[Start of SUPPLIED RECORDS]

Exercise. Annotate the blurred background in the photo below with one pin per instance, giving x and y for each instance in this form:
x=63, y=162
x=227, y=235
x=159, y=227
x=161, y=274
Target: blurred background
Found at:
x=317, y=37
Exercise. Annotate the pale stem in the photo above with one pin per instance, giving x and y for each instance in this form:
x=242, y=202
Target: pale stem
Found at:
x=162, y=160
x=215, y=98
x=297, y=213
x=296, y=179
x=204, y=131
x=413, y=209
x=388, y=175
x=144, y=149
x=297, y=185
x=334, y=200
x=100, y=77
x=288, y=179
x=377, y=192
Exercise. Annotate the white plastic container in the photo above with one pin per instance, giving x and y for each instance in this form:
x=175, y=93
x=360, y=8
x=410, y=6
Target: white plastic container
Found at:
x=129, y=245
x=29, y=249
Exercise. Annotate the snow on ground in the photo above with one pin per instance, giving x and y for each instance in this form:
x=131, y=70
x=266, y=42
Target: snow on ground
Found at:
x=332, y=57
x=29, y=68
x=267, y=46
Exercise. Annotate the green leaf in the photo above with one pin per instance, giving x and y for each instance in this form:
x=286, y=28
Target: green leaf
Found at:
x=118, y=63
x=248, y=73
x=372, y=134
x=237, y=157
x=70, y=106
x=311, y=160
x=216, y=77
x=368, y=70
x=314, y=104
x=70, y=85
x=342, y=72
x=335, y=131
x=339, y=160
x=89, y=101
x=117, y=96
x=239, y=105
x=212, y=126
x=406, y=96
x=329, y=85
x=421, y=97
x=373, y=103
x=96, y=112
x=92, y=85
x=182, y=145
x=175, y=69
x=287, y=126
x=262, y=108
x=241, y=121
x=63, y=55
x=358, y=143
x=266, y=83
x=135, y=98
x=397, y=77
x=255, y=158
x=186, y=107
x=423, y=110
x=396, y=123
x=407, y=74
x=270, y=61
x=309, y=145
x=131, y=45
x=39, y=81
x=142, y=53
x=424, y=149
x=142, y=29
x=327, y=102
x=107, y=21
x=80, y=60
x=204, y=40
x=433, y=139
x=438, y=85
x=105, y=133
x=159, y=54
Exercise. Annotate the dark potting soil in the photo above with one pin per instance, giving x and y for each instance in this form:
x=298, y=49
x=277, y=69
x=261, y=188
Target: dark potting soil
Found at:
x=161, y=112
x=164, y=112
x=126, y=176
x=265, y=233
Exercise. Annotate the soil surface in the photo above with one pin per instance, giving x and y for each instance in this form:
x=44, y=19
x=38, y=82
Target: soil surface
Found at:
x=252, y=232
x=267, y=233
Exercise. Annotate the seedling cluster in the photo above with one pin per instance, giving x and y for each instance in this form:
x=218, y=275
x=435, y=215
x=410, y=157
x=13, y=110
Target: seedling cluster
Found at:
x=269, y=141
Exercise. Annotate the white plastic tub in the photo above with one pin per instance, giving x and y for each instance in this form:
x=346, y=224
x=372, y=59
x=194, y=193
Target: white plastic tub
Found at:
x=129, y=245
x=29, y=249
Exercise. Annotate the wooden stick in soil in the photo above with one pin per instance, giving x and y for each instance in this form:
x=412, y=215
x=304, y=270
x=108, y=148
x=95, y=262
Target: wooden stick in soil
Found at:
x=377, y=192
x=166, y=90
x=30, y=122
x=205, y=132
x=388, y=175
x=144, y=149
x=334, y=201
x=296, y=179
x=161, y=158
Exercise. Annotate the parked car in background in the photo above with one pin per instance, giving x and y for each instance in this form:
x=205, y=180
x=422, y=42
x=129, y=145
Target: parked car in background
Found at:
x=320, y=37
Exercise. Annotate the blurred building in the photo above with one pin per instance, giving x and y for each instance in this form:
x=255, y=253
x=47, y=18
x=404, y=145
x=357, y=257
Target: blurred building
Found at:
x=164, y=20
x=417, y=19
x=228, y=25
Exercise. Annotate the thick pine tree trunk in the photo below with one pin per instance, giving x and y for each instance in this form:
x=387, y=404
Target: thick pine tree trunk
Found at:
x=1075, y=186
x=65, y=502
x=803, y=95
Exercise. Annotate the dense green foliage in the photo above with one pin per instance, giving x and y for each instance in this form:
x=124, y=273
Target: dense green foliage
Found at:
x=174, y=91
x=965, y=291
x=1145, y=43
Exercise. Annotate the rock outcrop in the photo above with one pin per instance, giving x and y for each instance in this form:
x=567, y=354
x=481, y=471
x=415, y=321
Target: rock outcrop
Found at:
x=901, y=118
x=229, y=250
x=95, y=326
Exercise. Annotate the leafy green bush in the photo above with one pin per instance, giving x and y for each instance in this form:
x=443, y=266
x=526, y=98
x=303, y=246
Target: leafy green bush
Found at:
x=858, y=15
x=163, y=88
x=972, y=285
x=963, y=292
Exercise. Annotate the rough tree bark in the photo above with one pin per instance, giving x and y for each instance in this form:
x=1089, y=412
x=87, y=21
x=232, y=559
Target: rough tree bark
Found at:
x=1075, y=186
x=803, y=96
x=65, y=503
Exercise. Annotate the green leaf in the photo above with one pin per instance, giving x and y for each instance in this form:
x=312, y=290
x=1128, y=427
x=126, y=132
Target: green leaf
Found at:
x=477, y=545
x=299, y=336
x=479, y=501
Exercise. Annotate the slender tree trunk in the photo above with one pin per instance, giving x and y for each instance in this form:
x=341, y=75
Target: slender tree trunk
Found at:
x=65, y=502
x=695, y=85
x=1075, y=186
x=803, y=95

[End of SUPPLIED RECORDS]

> [SET PROBLEM] Could you format every line of the records above as a numbered list, leaving out any blank lines?

> [EXERCISE OUTPUT]
1. Exercise. Annotate the blurred background in the photo below with one pin per instance, giving x and y for each instance in this form:
2. x=63, y=162
3. x=227, y=235
4. x=159, y=227
5. x=161, y=274
6. Target: blurred background
7. Found at:
8. x=317, y=37
9. Exercise. Annotate the pale stem in the photo above with one pin per instance, giving x and y for each instance in this form:
10. x=242, y=202
11. Target: pale stem
12. Found at:
13. x=162, y=160
14. x=215, y=98
15. x=297, y=213
16. x=296, y=179
17. x=204, y=131
18. x=413, y=209
19. x=388, y=175
20. x=144, y=149
21. x=297, y=185
22. x=334, y=200
23. x=100, y=77
24. x=288, y=179
25. x=377, y=192
26. Exercise. Annotate the white plastic container in the photo above with one pin per instance, giving x and y for each instance in this form:
27. x=175, y=93
28. x=360, y=8
29. x=410, y=6
30. Target: white plastic container
31. Found at:
32. x=129, y=245
33. x=29, y=249
34. Exercise. Annotate the snow on ground in the photo above with one pin per instance, giving x and y for each instance in this form:
35. x=131, y=70
36. x=266, y=42
37. Target: snow on ground
38. Found at:
39. x=332, y=57
40. x=29, y=68
41. x=267, y=46
42. Exercise. Annotate the green leaf in the photo above with one pin per instance, giving x and y for each instance in this form:
43. x=286, y=28
44. Target: green leaf
45. Found at:
46. x=118, y=63
47. x=248, y=73
48. x=372, y=134
49. x=237, y=157
50. x=70, y=106
51. x=311, y=160
52. x=216, y=77
53. x=368, y=70
54. x=314, y=104
55. x=70, y=85
56. x=342, y=72
57. x=335, y=131
58. x=339, y=160
59. x=89, y=101
60. x=117, y=96
61. x=239, y=105
62. x=212, y=126
63. x=406, y=96
64. x=329, y=85
65. x=421, y=97
66. x=373, y=103
67. x=96, y=112
68. x=92, y=85
69. x=182, y=145
70. x=175, y=69
71. x=287, y=126
72. x=262, y=108
73. x=241, y=121
74. x=63, y=55
75. x=358, y=143
76. x=266, y=83
77. x=135, y=98
78. x=397, y=77
79. x=255, y=158
80. x=186, y=107
81. x=423, y=110
82. x=396, y=123
83. x=407, y=74
84. x=270, y=61
85. x=309, y=145
86. x=131, y=45
87. x=39, y=81
88. x=142, y=53
89. x=424, y=149
90. x=142, y=29
91. x=327, y=102
92. x=107, y=21
93. x=80, y=60
94. x=204, y=40
95. x=433, y=139
96. x=438, y=85
97. x=105, y=133
98. x=159, y=54
99. Exercise. Annotate the dark potting soil in the photo above with one pin per instance, giving x and y for each instance in this form:
100. x=298, y=49
101. x=277, y=69
102. x=261, y=188
103. Target: dark potting soil
104. Found at:
105. x=161, y=112
106. x=164, y=112
107. x=126, y=176
108. x=265, y=233
109. Exercise. Annotate the soil surface in the photo above with one pin per instance, giving x and y for each instance in this form:
110. x=44, y=19
111. x=38, y=82
112. Target: soil surface
113. Found at:
114. x=252, y=232
115. x=267, y=233
116. Exercise. Annotate the seedling cluster in the photo above with one pin per instance, giving x and y for each instance in this form:
117. x=218, y=275
118. x=435, y=215
119. x=410, y=157
120. x=13, y=110
121. Target: seedling cluster
122. Found at:
123. x=269, y=141
124. Exercise. Annotate the white plastic tub in the photo above with one pin per instance, giving x and y for each instance in this form:
125. x=346, y=224
126. x=372, y=59
127. x=194, y=193
128. Target: white plastic tub
129. Found at:
130. x=129, y=245
131. x=29, y=249
132. Exercise. Annotate the wooden stick in soil in the photo above with one pin per instance, giving x and y for each instance in this form:
133. x=412, y=215
134. x=304, y=270
135. x=108, y=148
136. x=95, y=262
137. Target: wooden stick in soil
138. Found at:
139. x=377, y=192
140. x=166, y=90
141. x=30, y=122
142. x=205, y=132
143. x=388, y=175
144. x=144, y=149
145. x=334, y=201
146. x=296, y=179
147. x=161, y=158
148. Exercise. Annotate the parked car in background in the photo above with one pin per instance, giving x and y for each instance in this form:
149. x=205, y=180
150. x=422, y=42
151. x=129, y=145
152. Target: parked car in background
153. Found at:
154. x=320, y=37
155. Exercise. Annotate the blurred building in the photo above with one pin per instance, giving x and y for each instance in this form:
156. x=255, y=253
157. x=47, y=18
158. x=404, y=145
159. x=357, y=257
160. Target: blurred building
161. Found at:
162. x=164, y=20
163. x=417, y=19
164. x=228, y=25
165. Exercise. Annotate the thick pine tree trunk in the photo below with one pin per instance, giving x and y for each instance in this form:
166. x=387, y=404
167. Target: thick pine tree trunk
168. Found at:
169. x=1075, y=186
170. x=65, y=502
171. x=803, y=95
172. Exercise. Annotate the dense green foliage in the photo above with one pin per instance, giving x and y for each instance in this form:
173. x=124, y=273
174. Target: dense green foliage
175. Found at:
176. x=174, y=91
177. x=965, y=291
178. x=1145, y=43
179. Exercise. Annotate the rock outcrop in the photo above with one pin per instance, giving x and y for each instance in this form:
180. x=567, y=354
181. x=481, y=471
182. x=415, y=321
183. Target: rock outcrop
184. Found at:
185. x=901, y=118
186. x=229, y=250
187. x=95, y=326
188. Exercise. Annotate the leafy green bush in the photo above with one pin per instance, giving x and y for each instance in this form:
189. x=443, y=266
190. x=526, y=98
191. x=303, y=246
192. Target: leafy green bush
193. Found at:
194. x=858, y=15
195. x=163, y=88
196. x=972, y=285
197. x=963, y=292
198. Exercise. Annotate the rough tree bark in the photo above with one pin per instance, giving x and y for each instance in this form:
199. x=1089, y=412
200. x=87, y=21
201. x=232, y=559
202. Target: rough tree bark
203. Found at:
204. x=1075, y=186
205. x=803, y=96
206. x=65, y=503
207. Exercise. Annotate the green leaf in the photo above with one pin per instance, giving x and y for each instance in this form:
208. x=312, y=290
209. x=1128, y=427
210. x=126, y=132
211. Target: green leaf
212. Found at:
213. x=477, y=545
214. x=299, y=336
215. x=479, y=501
216. Exercise. Annotate the slender tree trunk in the photo above with one pin per instance, giving x and y for each instance in this form:
217. x=341, y=75
218. Target: slender tree trunk
219. Found at:
220. x=65, y=502
221. x=695, y=85
222. x=1075, y=186
223. x=803, y=95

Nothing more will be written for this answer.